(WORK TO BE COMPLETED) Please restate each entry exactly, without skipping any.

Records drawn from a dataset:
____

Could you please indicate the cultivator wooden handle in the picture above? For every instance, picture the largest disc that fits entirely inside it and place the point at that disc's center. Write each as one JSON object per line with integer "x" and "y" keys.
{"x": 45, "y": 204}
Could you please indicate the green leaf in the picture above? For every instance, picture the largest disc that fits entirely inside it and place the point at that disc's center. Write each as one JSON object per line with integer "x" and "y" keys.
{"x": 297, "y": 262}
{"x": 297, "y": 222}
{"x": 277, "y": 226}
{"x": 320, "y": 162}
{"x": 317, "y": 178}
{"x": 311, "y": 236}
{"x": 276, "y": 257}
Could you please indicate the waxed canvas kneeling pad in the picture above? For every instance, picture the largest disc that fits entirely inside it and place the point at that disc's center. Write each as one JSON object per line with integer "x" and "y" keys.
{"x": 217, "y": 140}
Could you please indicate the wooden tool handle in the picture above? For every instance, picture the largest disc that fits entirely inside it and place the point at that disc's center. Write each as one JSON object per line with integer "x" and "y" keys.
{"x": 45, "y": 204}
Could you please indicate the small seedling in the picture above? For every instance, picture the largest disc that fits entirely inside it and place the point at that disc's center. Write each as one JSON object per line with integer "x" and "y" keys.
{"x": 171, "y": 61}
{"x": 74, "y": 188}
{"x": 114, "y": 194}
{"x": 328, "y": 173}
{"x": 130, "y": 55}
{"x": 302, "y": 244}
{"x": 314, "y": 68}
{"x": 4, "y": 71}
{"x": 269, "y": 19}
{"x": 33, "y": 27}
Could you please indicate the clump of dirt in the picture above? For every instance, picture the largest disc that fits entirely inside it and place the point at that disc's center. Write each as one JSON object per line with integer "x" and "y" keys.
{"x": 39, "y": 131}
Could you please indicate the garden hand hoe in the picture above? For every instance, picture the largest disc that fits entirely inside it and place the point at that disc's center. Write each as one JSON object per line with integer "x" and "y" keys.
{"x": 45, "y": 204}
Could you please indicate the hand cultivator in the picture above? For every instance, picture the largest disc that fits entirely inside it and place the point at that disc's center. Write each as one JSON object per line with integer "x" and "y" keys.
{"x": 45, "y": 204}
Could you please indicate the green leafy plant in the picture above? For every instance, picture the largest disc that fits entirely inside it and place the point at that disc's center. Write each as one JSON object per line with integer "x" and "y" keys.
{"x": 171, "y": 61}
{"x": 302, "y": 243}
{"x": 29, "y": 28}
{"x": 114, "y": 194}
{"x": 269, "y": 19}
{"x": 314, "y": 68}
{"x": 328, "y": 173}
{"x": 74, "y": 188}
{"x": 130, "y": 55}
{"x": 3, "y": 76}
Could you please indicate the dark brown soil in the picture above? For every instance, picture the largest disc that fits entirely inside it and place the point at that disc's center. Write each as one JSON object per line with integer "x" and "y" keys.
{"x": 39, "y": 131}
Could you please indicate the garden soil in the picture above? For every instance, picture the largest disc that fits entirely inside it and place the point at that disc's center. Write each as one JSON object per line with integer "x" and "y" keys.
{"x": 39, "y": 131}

____

(REPLY)
Could you please indicate the cultivator wooden handle in the picture above? For every instance, picture the largest disc that fits entirely inside it and place the point at that disc's center. Write each as one JSON object per line with integer "x" and "y" keys.
{"x": 45, "y": 204}
Could you please indicate the green leaf in the picture above? For every instance, picture the largest disc that fits entirely inside it and place the point at that disc's center. Write each as one JSON object per line with integer "x" and "y" keys.
{"x": 297, "y": 262}
{"x": 297, "y": 222}
{"x": 277, "y": 226}
{"x": 320, "y": 162}
{"x": 317, "y": 178}
{"x": 311, "y": 236}
{"x": 276, "y": 257}
Could you please indicate the waxed canvas kneeling pad in the picture above? For every instance, picture the largest disc that fits entirely inside it and place the point at that disc's center. Write each as one JSON object per line with integer "x" and "y" keys.
{"x": 217, "y": 140}
Could you please indicate the wooden tool handle in the picture above? For every instance, picture the largest disc that fits entirely inside it and place the point at that disc's center. Write each as one JSON object per line with integer "x" and "y" keys.
{"x": 45, "y": 204}
Could you please indicate the small seedling in the picture above? For every instance, picture the largest disc that fits entirely inside it and place the point at that disc's center. Write each as one JSON object per line with integer "x" and "y" keys.
{"x": 171, "y": 61}
{"x": 74, "y": 188}
{"x": 114, "y": 194}
{"x": 328, "y": 173}
{"x": 130, "y": 55}
{"x": 302, "y": 244}
{"x": 314, "y": 68}
{"x": 4, "y": 71}
{"x": 269, "y": 19}
{"x": 33, "y": 27}
Could you please indicate the clump of dirt in the picture above? For every instance, picture the largest disc that fits entirely inside it and place the point at that disc's center. Write each as one JSON object per line with integer "x" and "y" keys.
{"x": 39, "y": 131}
Could you please indicate the garden hand hoe in the picture above? For every instance, picture the largest disc that fits entirely inside it and place the point at that disc's center. Write each as one JSON object per line with integer "x" and "y" keys.
{"x": 45, "y": 204}
Could you please indicate the hand cultivator in the picture above? For every instance, picture the largest disc that fits entirely inside it and place the point at that disc's center. Write each as one JSON object per line with integer "x" and "y" keys.
{"x": 45, "y": 204}
Could you please indicate the green leafy plant in the picture above? For every instance, picture the largest disc that fits entirely inside it and place the point at that disc's center. Write each as one JSON object per line with integer "x" and "y" keys.
{"x": 171, "y": 61}
{"x": 302, "y": 243}
{"x": 29, "y": 28}
{"x": 114, "y": 194}
{"x": 269, "y": 19}
{"x": 314, "y": 68}
{"x": 328, "y": 173}
{"x": 74, "y": 188}
{"x": 130, "y": 55}
{"x": 3, "y": 76}
Could you please indicate the dark brown soil in the picture above? For every instance, picture the largest disc that fits entirely inside it and place the point at that disc's center. Write each as one JSON object per line with integer "x" and "y" keys.
{"x": 39, "y": 131}
Could you please indicate the garden soil in the picture above? For every instance, picture the largest disc that fits entirely inside it and place the point at that disc's center. Write each as one JSON object per line with integer "x" and "y" keys.
{"x": 39, "y": 131}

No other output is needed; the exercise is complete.